- [Task details] Write down every entry once more, exactly as it reads.

Saved data entries:
- Opening Delimiter -
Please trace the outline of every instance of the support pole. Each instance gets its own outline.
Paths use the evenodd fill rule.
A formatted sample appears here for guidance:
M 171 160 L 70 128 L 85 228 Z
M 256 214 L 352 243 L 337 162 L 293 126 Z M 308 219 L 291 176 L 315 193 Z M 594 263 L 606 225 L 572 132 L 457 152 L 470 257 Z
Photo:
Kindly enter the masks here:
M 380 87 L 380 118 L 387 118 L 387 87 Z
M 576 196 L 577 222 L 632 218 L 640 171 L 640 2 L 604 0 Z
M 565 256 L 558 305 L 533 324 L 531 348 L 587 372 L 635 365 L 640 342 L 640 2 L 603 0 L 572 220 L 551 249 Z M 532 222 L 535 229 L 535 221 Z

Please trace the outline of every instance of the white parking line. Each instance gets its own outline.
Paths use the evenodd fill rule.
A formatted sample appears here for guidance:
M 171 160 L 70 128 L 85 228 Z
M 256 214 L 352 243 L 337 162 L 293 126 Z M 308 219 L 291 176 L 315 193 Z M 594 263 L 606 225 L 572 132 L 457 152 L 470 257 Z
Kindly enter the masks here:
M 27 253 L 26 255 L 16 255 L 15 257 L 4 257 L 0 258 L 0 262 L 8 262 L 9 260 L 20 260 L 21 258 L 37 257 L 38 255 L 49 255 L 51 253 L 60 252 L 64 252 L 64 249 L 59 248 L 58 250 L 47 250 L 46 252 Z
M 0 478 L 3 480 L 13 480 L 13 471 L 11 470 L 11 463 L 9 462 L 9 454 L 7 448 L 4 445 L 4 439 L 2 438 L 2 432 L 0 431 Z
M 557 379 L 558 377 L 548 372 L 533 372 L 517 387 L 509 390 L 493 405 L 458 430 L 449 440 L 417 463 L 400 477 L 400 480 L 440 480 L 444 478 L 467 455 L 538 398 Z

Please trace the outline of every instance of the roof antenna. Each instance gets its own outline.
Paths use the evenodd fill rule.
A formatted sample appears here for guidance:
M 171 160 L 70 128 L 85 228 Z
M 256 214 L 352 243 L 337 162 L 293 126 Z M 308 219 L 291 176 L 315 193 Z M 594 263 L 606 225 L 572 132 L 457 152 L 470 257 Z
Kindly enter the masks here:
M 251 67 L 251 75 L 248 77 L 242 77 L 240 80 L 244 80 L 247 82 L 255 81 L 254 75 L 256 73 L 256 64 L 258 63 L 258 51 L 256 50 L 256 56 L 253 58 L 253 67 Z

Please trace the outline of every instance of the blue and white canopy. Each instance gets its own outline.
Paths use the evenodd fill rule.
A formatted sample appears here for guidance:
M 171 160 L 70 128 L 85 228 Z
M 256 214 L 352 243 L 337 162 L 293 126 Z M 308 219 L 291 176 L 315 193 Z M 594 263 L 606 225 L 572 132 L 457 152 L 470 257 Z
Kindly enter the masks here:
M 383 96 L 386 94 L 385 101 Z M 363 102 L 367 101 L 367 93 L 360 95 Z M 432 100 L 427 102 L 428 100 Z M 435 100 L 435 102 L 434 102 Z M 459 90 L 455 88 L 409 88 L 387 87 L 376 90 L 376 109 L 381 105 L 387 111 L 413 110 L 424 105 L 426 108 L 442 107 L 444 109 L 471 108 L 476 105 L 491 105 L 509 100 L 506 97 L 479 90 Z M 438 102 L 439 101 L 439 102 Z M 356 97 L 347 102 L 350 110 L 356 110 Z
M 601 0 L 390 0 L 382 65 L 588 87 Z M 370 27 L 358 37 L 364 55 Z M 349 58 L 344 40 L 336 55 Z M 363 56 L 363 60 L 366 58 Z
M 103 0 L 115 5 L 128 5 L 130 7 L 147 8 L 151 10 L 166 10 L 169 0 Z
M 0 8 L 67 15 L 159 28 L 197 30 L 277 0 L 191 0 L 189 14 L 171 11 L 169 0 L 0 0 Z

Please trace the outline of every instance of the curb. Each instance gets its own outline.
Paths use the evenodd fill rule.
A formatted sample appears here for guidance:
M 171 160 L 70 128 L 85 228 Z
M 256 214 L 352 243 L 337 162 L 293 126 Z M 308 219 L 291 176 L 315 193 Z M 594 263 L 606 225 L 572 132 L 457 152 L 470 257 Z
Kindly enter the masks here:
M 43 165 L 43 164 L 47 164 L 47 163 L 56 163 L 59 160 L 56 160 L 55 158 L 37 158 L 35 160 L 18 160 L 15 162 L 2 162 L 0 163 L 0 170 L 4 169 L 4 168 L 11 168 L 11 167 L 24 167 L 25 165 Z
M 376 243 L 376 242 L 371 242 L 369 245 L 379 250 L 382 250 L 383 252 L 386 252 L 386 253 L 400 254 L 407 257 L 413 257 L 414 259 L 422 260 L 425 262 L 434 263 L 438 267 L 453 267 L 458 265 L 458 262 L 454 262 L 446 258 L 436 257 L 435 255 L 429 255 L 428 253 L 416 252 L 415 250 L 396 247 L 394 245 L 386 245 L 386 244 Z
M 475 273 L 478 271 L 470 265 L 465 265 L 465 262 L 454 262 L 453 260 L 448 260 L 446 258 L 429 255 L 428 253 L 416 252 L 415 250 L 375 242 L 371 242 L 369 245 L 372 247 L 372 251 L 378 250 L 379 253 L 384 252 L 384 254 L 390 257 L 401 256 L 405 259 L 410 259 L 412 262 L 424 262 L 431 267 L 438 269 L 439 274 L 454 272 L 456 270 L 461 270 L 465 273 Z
- Closing Delimiter -
- [Solved exercise]
Please trace the outline of every instance of the support pole. Each instance gets its own outline.
Paths use the evenodd fill rule.
A formatted sample appears here for guidance:
M 171 160 L 70 128 L 85 228 Z
M 256 214 L 352 243 L 337 162 L 293 126 Z M 308 219 L 291 176 L 315 193 Z M 594 263 L 606 225 L 572 132 L 457 152 L 470 257 Z
Photo:
Kindly enter the masks here:
M 380 87 L 380 118 L 387 118 L 387 87 Z
M 576 196 L 577 222 L 632 218 L 640 171 L 640 2 L 604 0 Z
M 565 256 L 558 305 L 533 324 L 531 348 L 587 372 L 635 365 L 640 342 L 640 2 L 603 0 L 572 220 L 551 249 Z M 532 222 L 535 229 L 535 221 Z

Please trace the outline of every instance of the white parking line. Each instance gets its own outline.
Paths use the evenodd fill rule.
A formatted sample appears here for guidance:
M 171 160 L 70 128 L 85 228 Z
M 256 214 L 352 243 L 337 162 L 293 126 Z M 308 219 L 291 176 L 315 193 Z M 594 263 L 606 225 L 572 132 L 457 152 L 470 257 Z
Kindly enter the masks here:
M 27 253 L 26 255 L 16 255 L 15 257 L 4 257 L 0 258 L 0 262 L 8 262 L 9 260 L 20 260 L 21 258 L 37 257 L 38 255 L 49 255 L 51 253 L 60 252 L 64 252 L 64 249 L 59 248 L 58 250 L 47 250 L 46 252 Z
M 0 478 L 3 480 L 13 480 L 13 471 L 11 470 L 11 463 L 9 462 L 9 454 L 7 448 L 4 445 L 4 439 L 2 438 L 2 432 L 0 431 Z
M 557 379 L 558 377 L 548 372 L 533 372 L 517 387 L 509 390 L 493 405 L 458 430 L 449 440 L 417 463 L 400 477 L 400 480 L 440 480 L 444 478 L 467 455 L 538 398 Z

Please trace the outline of every instance of the roof antenna. Each instance gets its own outline.
Paths use the evenodd fill rule.
A formatted sample appears here for guidance:
M 171 160 L 70 128 L 85 228 Z
M 256 214 L 352 243 L 337 162 L 293 126 Z M 308 219 L 291 176 L 315 193 Z M 594 263 L 606 225 L 572 132 L 457 152 L 470 257 Z
Kindly enter the masks here:
M 251 67 L 251 75 L 248 77 L 242 77 L 240 80 L 244 80 L 247 82 L 255 81 L 254 75 L 256 73 L 256 64 L 258 63 L 258 51 L 256 50 L 256 56 L 253 58 L 253 67 Z

Please trace the outline of every instance of the blue and white canopy. Each instance gets its own outline.
Paths use the evenodd fill rule.
A formatted sample appears here for guidance:
M 171 160 L 70 128 L 85 228 Z
M 256 214 L 352 243 L 337 162 L 293 126 Z M 308 219 L 291 176 L 315 193 Z M 594 263 L 606 225 L 572 132 L 457 152 L 470 257 Z
Kindly enter the masks here:
M 383 96 L 386 94 L 385 101 Z M 363 102 L 367 101 L 367 93 L 360 95 Z M 432 100 L 427 102 L 428 100 Z M 435 100 L 435 102 L 434 102 Z M 459 90 L 455 88 L 409 88 L 387 87 L 376 90 L 376 109 L 381 105 L 387 111 L 413 110 L 424 105 L 426 108 L 442 107 L 444 109 L 471 108 L 476 105 L 491 105 L 509 100 L 506 97 L 479 90 Z M 438 102 L 439 101 L 439 102 Z M 356 97 L 347 102 L 350 110 L 356 110 Z
M 601 0 L 390 0 L 382 65 L 588 87 Z M 370 27 L 358 37 L 364 55 Z M 349 58 L 344 40 L 336 55 Z M 363 56 L 363 60 L 366 58 Z
M 103 0 L 115 5 L 128 5 L 130 7 L 147 8 L 151 10 L 166 10 L 169 0 Z
M 0 8 L 67 15 L 159 28 L 197 30 L 277 0 L 191 0 L 189 14 L 171 11 L 169 0 L 0 0 Z

Please trace the outline of every instance of the curb. Each instance gets its own outline.
Paths use the evenodd fill rule.
A formatted sample appears here for guidance:
M 171 160 L 70 128 L 85 228 Z
M 256 214 L 352 243 L 337 162 L 293 126 Z M 308 219 L 291 176 L 315 193 Z M 594 263 L 606 225 L 572 132 L 457 152 L 470 257 Z
Kindly enter the masks here:
M 43 165 L 43 164 L 47 164 L 47 163 L 56 163 L 59 160 L 56 160 L 55 158 L 37 158 L 35 160 L 18 160 L 15 162 L 2 162 L 0 163 L 0 170 L 4 169 L 4 168 L 11 168 L 11 167 L 24 167 L 25 165 Z
M 376 243 L 376 242 L 371 242 L 369 245 L 379 250 L 382 250 L 383 252 L 386 252 L 386 253 L 400 254 L 407 257 L 413 257 L 414 259 L 422 260 L 425 262 L 434 263 L 438 267 L 453 267 L 458 265 L 458 262 L 454 262 L 446 258 L 436 257 L 435 255 L 429 255 L 428 253 L 416 252 L 415 250 L 396 247 L 394 245 L 386 245 L 386 244 Z
M 475 273 L 478 271 L 470 265 L 465 265 L 465 262 L 454 262 L 453 260 L 448 260 L 446 258 L 429 255 L 428 253 L 416 252 L 415 250 L 375 242 L 371 242 L 369 245 L 372 247 L 372 251 L 378 250 L 379 253 L 384 252 L 384 254 L 390 257 L 401 256 L 405 259 L 410 259 L 412 262 L 424 262 L 431 267 L 438 269 L 439 274 L 454 272 L 456 270 L 461 270 L 465 273 Z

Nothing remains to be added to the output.